* BEGIN *
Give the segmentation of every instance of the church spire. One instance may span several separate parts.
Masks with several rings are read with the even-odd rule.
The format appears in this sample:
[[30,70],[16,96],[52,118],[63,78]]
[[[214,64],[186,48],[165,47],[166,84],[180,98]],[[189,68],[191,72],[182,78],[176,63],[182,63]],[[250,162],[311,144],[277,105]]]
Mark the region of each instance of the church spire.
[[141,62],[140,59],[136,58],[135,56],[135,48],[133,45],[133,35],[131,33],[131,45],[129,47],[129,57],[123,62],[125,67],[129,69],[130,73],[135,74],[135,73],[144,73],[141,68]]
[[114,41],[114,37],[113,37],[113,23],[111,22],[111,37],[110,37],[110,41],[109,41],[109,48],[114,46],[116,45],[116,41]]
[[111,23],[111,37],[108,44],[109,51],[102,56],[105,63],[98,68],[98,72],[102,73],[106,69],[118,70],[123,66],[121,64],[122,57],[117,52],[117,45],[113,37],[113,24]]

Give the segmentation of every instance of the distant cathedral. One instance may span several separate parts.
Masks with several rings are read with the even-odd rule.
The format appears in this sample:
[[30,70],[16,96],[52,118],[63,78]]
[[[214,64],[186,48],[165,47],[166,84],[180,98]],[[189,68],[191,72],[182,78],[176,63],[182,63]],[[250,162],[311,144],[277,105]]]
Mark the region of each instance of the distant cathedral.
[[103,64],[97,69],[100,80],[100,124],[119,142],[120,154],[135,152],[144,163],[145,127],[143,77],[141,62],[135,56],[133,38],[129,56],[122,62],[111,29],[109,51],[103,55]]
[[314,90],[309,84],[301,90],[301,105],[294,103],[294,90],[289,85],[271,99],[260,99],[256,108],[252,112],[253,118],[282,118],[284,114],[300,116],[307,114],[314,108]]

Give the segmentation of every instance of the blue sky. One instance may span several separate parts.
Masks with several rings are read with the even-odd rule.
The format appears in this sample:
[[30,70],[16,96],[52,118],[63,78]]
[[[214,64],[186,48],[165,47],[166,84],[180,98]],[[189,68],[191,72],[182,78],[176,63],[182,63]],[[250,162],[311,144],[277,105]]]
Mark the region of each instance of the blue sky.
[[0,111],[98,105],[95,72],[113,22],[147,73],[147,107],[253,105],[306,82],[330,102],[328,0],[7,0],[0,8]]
* END *
■ DESCRIPTION OF THE TASK
Lay out the data from the line containing "Give the segmentation of every instance of the blue" through the final line as a Markdown table with the columns Number and Content, one numbered row per line, skipping blank lines.

■ FINISHED EXERCISE
| Number | Content |
|---|---|
| 1 | Give the segmentation of every instance of the blue sky. One instance may span several separate parts. |
| 2 | Masks with several rings are read with the even-odd rule. |
| 3 | The format appears in this sample: |
| 4 | [[30,70],[16,96],[52,118],[63,78]] |
| 5 | [[[214,64],[186,48],[165,47],[166,84],[180,98]],[[189,68],[191,72],[182,78],[176,63],[182,63]],[[250,162],[311,144],[277,105]]] |
| 6 | Mark the region of each instance of the blue sky. |
| 7 | [[0,111],[98,105],[95,72],[113,22],[147,73],[147,107],[253,105],[306,82],[330,102],[328,0],[7,0],[0,8]] |